## TAREA REQUERIDA 1
Cuenta cuántas líneas del listado contienen la palabra «ripe», distinguiendo entre mayúsculas y minúsculas. Responde únicamente con ese número.

## FRAGMENTO SELECCIONADO

• • • • • • •

También hay personas buenas. Blanca no se olvida de aquellas personas que sí la trataron como una igual. Se emociona más hablando de lo bueno que de lo malo. «Me dieron de baja por un accidente y sabiendo que cobraría poco me igualaron el sueldo», señala.
Gracias a la labor de Cáritas de Salamanca, Blanca tiene la oportunidad de defenderse, de poder decir que no. La información ofrecida por la organización es el instrumento que ella utiliza como arma ante la desigualdad y la discriminación.
Desde hace siete años tiene papeles, pero lo más importante, su hijo es profesor de la universidad y se ha graduado en Ingeniería Informática. Además, su hija vive con ella y ha encontrado «al salmantino más guapo y bueno de todos». «Todo el sufrimiento ha merecido la pena, porque al final he tenido suerte».

• • • • • • •

## MATERIAL PROPORCIONADO

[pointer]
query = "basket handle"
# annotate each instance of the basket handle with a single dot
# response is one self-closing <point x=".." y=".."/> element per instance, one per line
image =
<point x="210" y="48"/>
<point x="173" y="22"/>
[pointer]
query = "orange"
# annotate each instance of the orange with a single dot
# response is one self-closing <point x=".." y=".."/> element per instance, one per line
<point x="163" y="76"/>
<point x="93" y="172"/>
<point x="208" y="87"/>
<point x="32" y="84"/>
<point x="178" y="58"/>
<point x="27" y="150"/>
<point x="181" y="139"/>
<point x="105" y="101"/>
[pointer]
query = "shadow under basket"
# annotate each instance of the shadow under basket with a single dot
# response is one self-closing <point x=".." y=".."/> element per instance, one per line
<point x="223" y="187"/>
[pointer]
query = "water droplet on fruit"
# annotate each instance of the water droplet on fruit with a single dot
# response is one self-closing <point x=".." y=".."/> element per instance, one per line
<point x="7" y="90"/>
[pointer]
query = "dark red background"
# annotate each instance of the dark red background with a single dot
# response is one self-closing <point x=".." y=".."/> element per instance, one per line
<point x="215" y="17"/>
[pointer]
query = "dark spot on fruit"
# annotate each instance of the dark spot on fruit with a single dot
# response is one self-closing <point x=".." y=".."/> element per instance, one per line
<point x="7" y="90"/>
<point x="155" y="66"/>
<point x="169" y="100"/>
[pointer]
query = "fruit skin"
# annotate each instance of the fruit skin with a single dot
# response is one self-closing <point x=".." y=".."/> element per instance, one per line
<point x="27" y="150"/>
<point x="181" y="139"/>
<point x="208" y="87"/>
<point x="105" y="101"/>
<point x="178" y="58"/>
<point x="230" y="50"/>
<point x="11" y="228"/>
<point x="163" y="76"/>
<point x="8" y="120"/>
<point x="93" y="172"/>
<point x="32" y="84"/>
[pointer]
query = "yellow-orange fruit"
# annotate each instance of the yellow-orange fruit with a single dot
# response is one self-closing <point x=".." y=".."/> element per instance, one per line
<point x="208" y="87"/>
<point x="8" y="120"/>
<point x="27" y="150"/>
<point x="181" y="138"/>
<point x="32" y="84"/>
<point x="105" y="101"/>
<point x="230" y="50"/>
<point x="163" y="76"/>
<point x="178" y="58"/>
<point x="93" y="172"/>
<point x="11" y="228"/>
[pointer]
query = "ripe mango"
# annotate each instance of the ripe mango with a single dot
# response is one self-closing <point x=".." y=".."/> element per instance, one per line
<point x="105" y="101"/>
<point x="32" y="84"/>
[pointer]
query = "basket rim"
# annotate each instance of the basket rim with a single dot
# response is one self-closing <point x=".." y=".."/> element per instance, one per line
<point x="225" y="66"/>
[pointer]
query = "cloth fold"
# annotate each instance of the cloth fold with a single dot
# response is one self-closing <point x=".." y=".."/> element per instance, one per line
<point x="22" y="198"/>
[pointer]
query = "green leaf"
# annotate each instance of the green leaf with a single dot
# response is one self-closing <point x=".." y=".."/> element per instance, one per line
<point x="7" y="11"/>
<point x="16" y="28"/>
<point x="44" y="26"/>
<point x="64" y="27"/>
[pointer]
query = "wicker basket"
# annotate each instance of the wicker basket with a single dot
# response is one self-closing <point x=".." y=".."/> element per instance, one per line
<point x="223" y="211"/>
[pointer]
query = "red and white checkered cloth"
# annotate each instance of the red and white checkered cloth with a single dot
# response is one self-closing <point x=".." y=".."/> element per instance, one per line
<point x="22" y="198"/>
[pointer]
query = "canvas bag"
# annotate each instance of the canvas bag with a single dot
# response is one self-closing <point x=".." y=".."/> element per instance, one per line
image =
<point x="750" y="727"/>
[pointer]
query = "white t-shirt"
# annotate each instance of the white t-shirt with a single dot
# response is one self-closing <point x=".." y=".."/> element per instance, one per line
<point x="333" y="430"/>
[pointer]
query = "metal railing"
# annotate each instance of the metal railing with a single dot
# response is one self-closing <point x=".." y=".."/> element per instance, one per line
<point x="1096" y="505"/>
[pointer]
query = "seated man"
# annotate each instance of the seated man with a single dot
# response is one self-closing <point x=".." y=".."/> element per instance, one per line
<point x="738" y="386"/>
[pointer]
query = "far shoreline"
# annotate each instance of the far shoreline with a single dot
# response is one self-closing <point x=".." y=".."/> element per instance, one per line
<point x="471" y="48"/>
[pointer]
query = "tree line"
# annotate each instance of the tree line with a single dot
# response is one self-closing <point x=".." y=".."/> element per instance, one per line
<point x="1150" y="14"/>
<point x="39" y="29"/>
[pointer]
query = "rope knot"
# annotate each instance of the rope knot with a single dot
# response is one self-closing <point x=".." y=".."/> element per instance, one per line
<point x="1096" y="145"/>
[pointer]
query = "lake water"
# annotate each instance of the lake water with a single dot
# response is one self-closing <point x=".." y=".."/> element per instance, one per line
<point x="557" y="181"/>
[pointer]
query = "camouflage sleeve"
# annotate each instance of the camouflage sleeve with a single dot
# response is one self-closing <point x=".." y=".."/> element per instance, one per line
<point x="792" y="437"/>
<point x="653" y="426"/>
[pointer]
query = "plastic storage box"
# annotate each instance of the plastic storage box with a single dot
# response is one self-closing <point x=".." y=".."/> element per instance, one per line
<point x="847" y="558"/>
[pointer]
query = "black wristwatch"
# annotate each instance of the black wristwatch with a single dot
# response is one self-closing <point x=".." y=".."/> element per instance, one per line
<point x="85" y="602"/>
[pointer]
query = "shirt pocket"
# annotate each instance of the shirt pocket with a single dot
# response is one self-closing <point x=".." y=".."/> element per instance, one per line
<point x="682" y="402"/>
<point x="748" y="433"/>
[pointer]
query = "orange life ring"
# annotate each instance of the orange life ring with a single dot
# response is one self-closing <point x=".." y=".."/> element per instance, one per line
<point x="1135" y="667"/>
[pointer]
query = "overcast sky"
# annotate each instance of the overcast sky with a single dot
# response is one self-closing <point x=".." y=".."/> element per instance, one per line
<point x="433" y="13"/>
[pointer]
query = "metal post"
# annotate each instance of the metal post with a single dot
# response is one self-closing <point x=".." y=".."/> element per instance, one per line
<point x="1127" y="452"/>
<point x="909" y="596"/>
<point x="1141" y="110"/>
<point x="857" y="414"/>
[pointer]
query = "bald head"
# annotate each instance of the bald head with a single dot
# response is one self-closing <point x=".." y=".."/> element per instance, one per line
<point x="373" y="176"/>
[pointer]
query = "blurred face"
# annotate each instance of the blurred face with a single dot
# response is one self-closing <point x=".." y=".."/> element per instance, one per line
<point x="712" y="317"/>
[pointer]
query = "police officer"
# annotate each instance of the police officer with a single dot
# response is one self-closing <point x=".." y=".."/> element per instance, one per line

• • • • • • •

## TAREA REQUERIDA 2
Escribe todas las citas entre comillas angulares que aparecen en el fragmento sobre Blanca.

## RESULTADO OBTENIDO 1
2

## RESULTADO OBTENIDO 2
- «Me dieron de baja por un accidente y sabiendo que cobraría poco me igualaron el sueldo»
- «al salmantino más guapo y bueno de todos»
- «Todo el sufrimiento ha merecido la pena, porque al final he tenido suerte»